Coordinate annotation items:

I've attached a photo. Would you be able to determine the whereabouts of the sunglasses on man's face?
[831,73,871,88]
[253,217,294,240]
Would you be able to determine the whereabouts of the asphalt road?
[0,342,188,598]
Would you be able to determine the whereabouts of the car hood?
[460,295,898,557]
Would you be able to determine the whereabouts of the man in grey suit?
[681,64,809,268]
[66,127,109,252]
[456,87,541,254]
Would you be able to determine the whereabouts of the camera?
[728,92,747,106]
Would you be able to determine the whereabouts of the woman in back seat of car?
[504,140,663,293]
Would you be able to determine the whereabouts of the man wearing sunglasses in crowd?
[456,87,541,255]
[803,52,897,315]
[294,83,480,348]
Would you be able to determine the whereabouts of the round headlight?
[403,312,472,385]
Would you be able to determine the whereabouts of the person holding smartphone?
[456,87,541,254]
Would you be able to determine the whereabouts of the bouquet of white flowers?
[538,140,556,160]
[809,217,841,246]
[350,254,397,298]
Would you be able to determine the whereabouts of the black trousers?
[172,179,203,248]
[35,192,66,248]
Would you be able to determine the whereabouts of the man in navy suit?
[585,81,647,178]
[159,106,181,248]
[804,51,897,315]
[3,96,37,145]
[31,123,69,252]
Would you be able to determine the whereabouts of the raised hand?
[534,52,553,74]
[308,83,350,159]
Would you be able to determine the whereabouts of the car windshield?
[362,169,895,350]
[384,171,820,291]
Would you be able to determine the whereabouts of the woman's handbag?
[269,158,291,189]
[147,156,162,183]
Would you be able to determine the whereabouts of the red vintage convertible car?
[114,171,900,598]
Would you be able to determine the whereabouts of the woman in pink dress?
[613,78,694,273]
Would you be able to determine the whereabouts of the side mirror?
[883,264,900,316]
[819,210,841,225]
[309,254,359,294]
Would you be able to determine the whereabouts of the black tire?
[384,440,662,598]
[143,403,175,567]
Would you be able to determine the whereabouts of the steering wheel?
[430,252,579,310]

● DIRECTIONS FOR THIS TASK
Recast everything from the line containing "Would you be able to determine the whereabouts of the person" down to the line containing "[35,192,66,248]", both included, as a numbered list with any blank lines dropped.

● FULL SOLUTION
1. Would you be able to determine the whereabouts of the person holding smartphone?
2. [456,87,541,254]
3. Would you be able to determine the whereabouts of the bouquet of white flowers?
4. [538,140,556,160]
5. [809,217,841,246]
6. [350,254,397,298]
7. Would you be able to determine the whereabouts of the black trousers?
8. [172,179,203,248]
9. [35,192,66,248]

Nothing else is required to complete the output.